DIRECTIVE »
Extract every line of the rows below that contains the string "stadium". The match is case-sensitive.

INPUT RECORDS »
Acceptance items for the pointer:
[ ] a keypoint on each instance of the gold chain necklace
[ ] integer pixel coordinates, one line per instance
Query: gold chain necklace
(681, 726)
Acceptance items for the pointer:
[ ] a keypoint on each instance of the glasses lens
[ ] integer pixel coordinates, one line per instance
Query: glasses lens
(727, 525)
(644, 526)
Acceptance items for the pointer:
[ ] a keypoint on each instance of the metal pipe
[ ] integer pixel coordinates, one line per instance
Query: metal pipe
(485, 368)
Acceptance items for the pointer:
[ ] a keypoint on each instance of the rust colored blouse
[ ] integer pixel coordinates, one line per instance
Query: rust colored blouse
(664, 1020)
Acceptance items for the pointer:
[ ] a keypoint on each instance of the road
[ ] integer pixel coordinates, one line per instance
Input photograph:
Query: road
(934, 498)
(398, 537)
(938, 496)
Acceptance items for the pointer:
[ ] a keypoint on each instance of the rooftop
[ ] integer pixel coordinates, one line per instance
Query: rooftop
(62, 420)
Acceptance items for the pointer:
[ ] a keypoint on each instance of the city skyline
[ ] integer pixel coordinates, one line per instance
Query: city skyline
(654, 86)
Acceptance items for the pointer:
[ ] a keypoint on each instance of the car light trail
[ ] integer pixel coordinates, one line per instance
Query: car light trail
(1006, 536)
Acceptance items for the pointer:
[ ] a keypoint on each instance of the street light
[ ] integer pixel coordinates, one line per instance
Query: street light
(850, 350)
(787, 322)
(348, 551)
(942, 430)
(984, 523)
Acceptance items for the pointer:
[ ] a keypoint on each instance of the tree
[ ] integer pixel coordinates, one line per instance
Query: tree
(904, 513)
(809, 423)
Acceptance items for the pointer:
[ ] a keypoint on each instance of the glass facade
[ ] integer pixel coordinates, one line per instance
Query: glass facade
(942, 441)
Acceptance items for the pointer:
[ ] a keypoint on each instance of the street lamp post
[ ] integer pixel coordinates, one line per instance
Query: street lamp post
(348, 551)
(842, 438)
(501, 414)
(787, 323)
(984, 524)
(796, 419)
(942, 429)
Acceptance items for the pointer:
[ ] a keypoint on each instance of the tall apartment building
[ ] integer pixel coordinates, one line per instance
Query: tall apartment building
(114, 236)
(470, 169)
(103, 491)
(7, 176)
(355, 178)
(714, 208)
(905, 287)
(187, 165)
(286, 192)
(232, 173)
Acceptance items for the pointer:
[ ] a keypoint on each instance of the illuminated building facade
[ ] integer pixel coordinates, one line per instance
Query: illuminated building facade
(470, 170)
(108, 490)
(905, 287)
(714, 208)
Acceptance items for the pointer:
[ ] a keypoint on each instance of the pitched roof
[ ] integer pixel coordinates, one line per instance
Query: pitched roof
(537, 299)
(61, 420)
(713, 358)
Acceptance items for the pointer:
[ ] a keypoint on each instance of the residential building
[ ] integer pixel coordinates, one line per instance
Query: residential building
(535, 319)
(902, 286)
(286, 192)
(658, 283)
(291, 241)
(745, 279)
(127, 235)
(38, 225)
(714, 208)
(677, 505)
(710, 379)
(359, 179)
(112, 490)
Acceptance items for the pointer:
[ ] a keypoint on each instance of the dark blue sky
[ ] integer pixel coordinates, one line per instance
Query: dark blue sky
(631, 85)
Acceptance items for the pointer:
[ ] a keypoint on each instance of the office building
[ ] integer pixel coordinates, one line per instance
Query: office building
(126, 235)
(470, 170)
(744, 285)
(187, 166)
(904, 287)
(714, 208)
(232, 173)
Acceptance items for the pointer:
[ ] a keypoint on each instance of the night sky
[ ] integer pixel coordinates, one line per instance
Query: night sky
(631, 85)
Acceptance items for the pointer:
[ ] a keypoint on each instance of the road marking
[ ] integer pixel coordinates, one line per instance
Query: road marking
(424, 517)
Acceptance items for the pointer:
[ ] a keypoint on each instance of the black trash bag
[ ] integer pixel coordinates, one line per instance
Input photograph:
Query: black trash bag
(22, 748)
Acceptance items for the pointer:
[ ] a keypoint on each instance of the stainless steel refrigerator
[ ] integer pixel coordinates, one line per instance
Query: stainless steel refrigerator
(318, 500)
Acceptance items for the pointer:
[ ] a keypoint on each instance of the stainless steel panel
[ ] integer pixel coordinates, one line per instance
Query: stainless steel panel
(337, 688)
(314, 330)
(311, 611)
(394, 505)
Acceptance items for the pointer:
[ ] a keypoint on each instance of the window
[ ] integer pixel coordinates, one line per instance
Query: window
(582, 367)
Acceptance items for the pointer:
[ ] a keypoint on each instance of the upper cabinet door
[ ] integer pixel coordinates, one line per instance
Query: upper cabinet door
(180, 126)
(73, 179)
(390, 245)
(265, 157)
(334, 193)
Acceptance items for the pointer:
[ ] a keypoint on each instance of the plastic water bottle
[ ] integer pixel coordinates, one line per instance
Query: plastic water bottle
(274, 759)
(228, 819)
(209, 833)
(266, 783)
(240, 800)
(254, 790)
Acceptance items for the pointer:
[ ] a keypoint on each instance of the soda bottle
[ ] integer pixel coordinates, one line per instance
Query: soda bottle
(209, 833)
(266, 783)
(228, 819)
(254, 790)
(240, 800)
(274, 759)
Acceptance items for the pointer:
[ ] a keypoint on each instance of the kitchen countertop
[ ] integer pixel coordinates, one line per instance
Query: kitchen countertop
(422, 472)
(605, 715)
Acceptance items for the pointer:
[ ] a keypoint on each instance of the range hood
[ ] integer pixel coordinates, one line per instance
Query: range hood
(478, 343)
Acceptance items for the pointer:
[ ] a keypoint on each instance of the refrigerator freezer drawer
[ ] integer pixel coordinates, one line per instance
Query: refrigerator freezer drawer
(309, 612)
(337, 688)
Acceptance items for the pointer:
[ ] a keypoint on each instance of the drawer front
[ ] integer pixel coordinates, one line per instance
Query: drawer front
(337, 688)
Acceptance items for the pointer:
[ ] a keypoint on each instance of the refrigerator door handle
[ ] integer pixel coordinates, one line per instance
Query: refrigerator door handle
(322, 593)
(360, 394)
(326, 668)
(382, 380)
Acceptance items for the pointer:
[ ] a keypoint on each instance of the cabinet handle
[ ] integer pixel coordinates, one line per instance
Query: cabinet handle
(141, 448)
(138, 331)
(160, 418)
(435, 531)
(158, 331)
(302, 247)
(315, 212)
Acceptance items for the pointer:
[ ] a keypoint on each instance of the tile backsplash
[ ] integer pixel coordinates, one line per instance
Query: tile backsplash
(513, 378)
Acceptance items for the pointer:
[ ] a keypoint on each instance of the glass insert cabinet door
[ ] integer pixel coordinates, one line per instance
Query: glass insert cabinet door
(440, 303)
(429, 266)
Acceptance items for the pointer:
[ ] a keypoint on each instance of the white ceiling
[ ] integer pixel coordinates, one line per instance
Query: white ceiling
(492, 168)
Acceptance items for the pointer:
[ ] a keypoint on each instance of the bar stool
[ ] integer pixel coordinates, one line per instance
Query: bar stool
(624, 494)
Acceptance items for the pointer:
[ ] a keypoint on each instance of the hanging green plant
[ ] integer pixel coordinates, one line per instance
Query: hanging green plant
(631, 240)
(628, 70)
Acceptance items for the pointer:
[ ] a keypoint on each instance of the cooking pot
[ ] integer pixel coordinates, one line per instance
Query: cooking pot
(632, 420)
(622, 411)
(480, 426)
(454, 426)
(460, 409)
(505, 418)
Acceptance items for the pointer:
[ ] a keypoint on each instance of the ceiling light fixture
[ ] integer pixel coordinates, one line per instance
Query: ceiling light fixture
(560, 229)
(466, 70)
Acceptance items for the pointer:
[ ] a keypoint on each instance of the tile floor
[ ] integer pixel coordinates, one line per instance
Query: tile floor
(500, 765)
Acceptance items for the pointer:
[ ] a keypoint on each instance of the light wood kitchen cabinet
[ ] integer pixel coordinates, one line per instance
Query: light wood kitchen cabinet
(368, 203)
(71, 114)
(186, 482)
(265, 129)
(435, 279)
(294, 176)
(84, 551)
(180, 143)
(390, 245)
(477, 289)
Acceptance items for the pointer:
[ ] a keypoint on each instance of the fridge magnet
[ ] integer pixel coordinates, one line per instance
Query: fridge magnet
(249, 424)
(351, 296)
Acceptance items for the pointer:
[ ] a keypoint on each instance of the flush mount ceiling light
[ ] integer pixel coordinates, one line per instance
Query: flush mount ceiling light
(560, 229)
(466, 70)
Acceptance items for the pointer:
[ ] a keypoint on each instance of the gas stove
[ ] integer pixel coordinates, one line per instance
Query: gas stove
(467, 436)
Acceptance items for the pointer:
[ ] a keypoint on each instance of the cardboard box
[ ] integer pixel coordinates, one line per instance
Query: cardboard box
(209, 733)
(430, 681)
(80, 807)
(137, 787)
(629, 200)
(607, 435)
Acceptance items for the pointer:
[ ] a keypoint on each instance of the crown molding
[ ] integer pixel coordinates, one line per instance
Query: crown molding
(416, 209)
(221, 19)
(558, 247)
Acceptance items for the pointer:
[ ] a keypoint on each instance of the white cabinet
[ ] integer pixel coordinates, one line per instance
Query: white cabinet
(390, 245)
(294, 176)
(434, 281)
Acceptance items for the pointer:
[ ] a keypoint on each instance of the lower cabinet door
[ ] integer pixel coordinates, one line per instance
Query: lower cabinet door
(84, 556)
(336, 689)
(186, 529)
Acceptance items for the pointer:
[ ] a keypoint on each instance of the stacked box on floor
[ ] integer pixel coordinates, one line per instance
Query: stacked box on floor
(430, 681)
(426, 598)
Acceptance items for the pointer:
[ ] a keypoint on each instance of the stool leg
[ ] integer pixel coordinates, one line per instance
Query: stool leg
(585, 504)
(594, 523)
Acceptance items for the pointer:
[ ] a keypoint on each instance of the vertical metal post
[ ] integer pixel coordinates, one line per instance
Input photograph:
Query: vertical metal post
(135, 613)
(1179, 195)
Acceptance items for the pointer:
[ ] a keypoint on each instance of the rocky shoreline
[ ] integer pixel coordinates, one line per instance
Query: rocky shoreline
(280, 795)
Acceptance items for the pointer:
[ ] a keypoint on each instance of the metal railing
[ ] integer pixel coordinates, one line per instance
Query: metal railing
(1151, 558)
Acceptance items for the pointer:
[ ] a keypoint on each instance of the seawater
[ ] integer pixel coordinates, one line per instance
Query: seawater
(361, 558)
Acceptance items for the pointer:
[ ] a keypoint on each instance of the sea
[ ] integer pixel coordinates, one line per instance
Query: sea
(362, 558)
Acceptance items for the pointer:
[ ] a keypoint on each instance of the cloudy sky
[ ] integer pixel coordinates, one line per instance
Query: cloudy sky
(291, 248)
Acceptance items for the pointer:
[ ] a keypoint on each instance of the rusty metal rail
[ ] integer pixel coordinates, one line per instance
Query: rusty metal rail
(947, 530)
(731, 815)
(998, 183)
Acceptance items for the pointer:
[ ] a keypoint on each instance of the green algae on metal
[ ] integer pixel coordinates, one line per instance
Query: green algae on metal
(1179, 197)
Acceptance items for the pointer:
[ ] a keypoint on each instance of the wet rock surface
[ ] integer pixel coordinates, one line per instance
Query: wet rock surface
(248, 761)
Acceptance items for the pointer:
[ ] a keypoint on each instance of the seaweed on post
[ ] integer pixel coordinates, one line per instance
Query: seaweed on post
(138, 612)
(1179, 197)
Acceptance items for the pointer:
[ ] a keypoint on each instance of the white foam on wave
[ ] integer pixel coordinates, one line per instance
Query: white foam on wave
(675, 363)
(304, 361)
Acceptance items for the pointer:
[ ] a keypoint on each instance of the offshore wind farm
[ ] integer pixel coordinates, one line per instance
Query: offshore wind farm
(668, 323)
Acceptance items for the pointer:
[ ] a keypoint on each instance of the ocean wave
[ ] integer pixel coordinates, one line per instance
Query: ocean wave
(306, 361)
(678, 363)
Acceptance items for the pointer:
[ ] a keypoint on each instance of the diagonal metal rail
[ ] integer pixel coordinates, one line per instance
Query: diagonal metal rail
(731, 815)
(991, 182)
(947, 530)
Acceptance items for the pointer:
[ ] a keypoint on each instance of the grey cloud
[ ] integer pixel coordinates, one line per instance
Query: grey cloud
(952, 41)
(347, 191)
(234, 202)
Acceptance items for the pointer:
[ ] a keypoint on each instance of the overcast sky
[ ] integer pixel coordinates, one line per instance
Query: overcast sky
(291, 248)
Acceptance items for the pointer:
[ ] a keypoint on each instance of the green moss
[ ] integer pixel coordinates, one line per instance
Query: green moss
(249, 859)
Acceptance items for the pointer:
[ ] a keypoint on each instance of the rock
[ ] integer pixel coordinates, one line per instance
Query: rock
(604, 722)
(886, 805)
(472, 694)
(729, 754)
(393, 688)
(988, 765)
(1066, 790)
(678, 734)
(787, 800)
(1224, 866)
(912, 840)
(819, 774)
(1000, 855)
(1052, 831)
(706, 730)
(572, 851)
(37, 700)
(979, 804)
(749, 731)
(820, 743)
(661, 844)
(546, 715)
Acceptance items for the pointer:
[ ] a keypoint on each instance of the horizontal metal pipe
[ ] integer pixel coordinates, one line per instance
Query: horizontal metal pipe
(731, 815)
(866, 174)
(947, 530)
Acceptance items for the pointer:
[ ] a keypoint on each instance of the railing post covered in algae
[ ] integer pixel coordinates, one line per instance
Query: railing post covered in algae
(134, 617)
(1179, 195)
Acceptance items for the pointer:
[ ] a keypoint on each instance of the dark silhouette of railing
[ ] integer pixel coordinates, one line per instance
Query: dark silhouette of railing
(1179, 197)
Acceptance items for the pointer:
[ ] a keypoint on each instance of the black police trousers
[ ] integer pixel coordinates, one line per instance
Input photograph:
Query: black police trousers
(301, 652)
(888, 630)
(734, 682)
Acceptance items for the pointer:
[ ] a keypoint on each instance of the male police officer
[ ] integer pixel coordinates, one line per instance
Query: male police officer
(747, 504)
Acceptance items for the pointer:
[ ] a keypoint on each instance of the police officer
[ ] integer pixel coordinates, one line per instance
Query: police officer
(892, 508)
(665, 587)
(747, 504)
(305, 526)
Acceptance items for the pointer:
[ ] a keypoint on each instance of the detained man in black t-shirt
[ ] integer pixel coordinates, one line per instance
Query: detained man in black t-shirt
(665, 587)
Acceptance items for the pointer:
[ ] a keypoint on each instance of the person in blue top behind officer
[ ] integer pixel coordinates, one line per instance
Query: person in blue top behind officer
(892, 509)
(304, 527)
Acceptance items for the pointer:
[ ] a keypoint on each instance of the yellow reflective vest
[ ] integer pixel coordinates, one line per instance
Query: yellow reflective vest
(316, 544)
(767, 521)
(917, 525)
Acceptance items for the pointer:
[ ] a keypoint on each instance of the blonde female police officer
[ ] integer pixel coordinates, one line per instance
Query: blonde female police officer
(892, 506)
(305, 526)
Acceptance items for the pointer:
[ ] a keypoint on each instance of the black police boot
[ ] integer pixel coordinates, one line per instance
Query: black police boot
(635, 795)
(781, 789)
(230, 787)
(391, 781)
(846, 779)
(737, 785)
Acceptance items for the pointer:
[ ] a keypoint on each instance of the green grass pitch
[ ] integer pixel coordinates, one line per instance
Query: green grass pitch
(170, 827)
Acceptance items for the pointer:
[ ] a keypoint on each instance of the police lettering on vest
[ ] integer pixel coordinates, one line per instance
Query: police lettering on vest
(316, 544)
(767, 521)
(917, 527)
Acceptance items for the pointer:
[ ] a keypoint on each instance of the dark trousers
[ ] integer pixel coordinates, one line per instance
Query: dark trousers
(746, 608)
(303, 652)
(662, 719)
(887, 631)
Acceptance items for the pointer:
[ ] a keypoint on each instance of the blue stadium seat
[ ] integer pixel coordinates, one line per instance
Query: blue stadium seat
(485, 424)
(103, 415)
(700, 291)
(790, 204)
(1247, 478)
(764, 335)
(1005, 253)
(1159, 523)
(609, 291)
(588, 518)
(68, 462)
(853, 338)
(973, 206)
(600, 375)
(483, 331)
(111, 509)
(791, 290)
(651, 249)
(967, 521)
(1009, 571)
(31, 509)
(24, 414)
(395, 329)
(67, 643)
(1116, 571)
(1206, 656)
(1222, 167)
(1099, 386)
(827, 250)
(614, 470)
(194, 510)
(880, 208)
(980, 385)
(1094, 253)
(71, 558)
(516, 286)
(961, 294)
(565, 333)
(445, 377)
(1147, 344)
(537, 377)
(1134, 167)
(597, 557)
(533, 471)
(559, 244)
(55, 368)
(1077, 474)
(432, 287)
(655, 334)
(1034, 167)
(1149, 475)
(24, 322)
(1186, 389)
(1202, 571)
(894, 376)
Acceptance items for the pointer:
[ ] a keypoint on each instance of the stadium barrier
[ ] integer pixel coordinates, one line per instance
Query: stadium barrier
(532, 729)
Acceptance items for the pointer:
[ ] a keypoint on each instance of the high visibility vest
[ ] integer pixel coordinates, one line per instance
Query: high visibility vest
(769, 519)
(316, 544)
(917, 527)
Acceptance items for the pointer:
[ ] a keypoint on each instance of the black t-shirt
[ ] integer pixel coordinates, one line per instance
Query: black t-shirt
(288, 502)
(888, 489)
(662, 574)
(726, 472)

WRITTEN REPLY »
[ ] a keypoint on each instance of the blue stadium seat
Query: blue stadium seat
[ ] a keypoint on each instance of the stadium barrier
Query: stadium barrier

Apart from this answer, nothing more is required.